▸ Work to be completed: Look through the entries below and return all lines including the word "speck".

▸ Data in this exercise:
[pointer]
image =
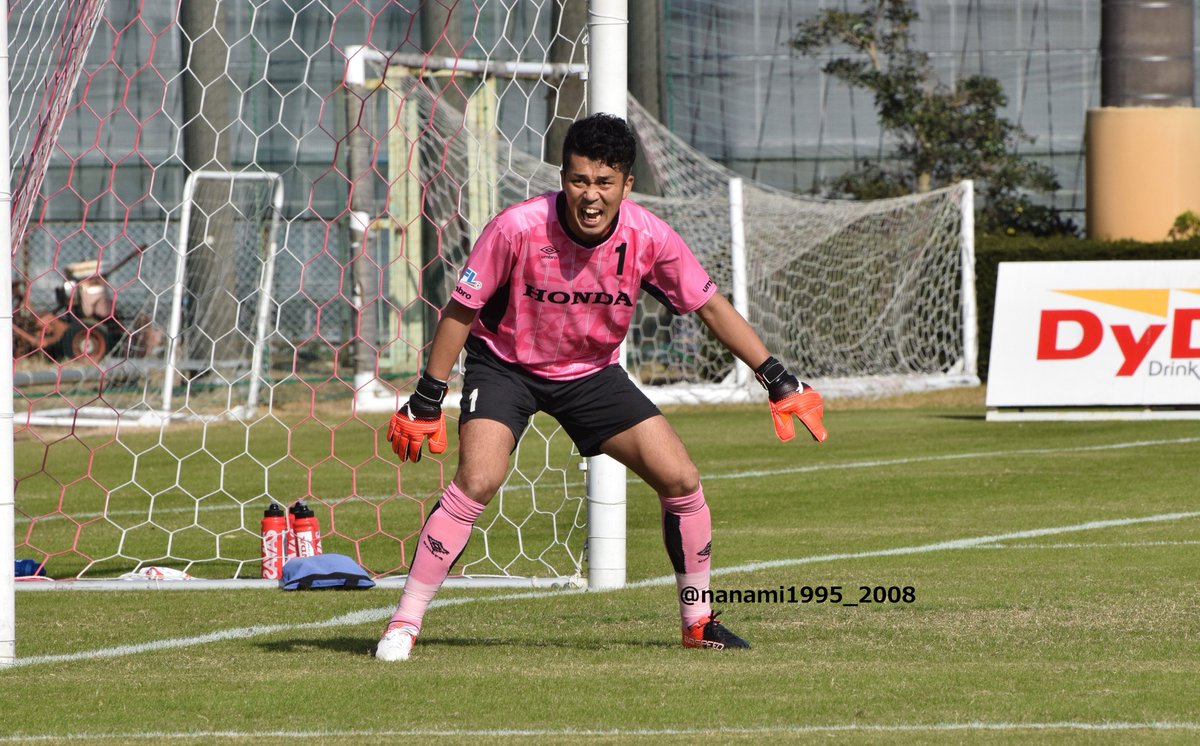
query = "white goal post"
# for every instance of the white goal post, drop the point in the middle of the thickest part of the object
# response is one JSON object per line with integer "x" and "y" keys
{"x": 358, "y": 182}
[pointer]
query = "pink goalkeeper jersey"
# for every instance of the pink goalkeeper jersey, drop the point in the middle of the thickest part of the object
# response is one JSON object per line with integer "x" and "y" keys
{"x": 561, "y": 310}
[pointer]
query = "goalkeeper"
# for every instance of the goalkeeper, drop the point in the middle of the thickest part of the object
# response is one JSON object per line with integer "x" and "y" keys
{"x": 541, "y": 307}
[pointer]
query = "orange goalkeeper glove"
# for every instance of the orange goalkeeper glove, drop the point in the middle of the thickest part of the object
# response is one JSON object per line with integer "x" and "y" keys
{"x": 790, "y": 397}
{"x": 420, "y": 417}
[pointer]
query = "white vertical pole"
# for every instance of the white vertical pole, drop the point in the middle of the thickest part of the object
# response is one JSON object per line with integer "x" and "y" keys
{"x": 7, "y": 473}
{"x": 738, "y": 266}
{"x": 970, "y": 311}
{"x": 175, "y": 324}
{"x": 265, "y": 295}
{"x": 607, "y": 90}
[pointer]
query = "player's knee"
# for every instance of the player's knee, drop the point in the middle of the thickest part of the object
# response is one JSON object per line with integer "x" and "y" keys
{"x": 479, "y": 487}
{"x": 683, "y": 481}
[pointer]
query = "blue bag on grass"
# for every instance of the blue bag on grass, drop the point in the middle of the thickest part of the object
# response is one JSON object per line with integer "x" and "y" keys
{"x": 335, "y": 571}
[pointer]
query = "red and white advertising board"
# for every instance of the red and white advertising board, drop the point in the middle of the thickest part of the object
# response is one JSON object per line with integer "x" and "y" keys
{"x": 1120, "y": 338}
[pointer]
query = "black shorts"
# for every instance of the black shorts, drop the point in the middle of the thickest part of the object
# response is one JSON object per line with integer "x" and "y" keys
{"x": 591, "y": 409}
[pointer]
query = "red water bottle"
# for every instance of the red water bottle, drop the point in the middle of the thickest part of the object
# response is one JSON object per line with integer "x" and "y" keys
{"x": 306, "y": 530}
{"x": 275, "y": 537}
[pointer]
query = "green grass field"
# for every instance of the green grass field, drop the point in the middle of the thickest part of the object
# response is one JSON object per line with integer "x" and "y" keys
{"x": 1055, "y": 570}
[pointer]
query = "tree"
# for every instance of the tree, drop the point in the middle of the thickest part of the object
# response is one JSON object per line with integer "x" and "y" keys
{"x": 942, "y": 134}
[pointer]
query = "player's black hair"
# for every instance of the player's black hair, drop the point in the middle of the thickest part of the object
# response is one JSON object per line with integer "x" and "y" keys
{"x": 605, "y": 138}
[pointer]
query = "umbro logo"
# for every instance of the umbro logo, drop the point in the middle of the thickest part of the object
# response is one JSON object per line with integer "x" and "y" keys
{"x": 436, "y": 547}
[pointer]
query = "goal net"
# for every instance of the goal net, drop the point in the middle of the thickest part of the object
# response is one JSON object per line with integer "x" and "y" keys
{"x": 246, "y": 304}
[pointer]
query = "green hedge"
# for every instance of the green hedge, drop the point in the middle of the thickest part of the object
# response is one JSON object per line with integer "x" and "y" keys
{"x": 990, "y": 251}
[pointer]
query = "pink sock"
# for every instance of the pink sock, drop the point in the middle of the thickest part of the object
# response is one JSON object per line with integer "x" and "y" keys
{"x": 688, "y": 535}
{"x": 443, "y": 539}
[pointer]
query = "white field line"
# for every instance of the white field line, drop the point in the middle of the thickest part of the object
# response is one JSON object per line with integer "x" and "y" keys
{"x": 1095, "y": 545}
{"x": 525, "y": 733}
{"x": 371, "y": 615}
{"x": 733, "y": 475}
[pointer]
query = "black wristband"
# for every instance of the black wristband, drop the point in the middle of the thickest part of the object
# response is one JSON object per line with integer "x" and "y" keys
{"x": 431, "y": 389}
{"x": 769, "y": 372}
{"x": 773, "y": 377}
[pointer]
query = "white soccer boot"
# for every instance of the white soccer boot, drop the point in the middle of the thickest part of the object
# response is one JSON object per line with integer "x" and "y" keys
{"x": 396, "y": 643}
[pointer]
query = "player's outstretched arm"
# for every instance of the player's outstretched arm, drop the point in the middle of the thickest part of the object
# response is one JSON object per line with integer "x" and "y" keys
{"x": 787, "y": 395}
{"x": 420, "y": 417}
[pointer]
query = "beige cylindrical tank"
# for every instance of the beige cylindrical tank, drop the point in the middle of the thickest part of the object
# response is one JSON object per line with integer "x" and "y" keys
{"x": 1143, "y": 170}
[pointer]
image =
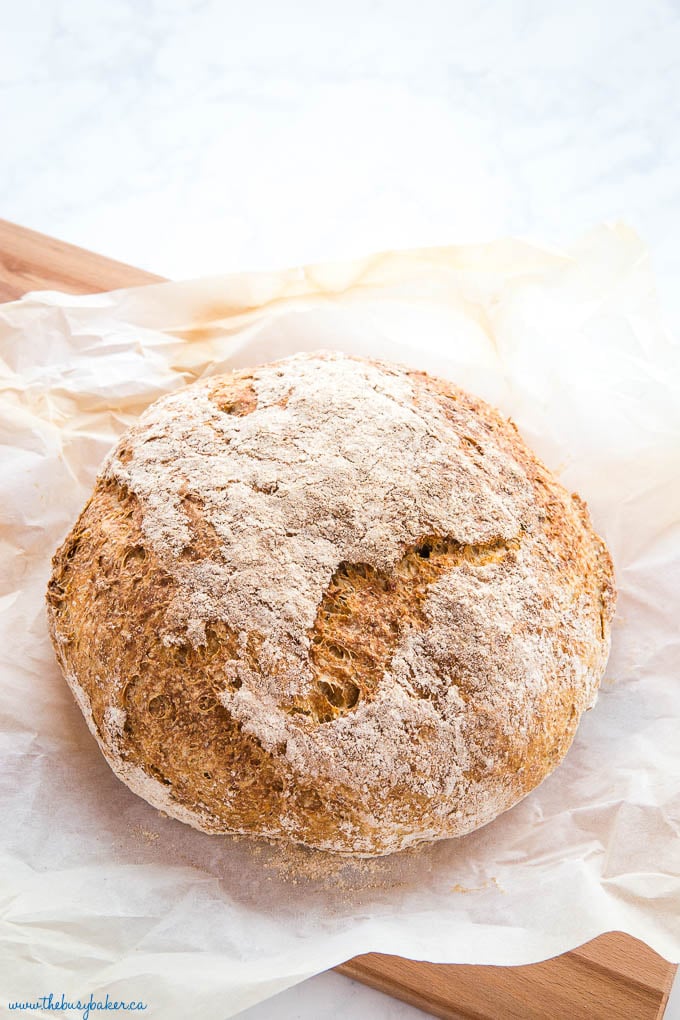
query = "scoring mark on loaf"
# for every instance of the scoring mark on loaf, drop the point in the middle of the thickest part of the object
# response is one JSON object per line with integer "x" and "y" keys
{"x": 364, "y": 613}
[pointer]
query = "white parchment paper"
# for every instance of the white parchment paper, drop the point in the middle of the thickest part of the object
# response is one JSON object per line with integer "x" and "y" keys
{"x": 100, "y": 893}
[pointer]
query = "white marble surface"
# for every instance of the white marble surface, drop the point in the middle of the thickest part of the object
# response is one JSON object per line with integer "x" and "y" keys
{"x": 193, "y": 137}
{"x": 197, "y": 136}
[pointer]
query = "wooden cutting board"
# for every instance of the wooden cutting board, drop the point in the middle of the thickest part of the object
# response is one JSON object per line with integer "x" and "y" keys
{"x": 614, "y": 977}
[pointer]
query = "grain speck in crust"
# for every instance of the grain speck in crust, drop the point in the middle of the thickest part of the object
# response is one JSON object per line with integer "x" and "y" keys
{"x": 330, "y": 601}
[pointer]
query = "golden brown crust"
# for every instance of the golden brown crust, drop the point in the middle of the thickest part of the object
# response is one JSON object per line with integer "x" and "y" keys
{"x": 450, "y": 655}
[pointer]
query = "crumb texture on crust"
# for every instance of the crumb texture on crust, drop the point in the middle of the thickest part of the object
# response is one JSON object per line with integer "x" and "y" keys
{"x": 332, "y": 601}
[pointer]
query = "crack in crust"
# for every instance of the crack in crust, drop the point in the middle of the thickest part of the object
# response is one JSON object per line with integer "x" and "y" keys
{"x": 365, "y": 612}
{"x": 270, "y": 628}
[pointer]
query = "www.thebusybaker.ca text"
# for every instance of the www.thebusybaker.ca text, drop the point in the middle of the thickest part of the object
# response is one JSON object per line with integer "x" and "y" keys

▸ Answer for this exercise:
query = "grain speck in crust"
# for every instance of the grain speck in crust, drop the point in the middle of the thickest part of the object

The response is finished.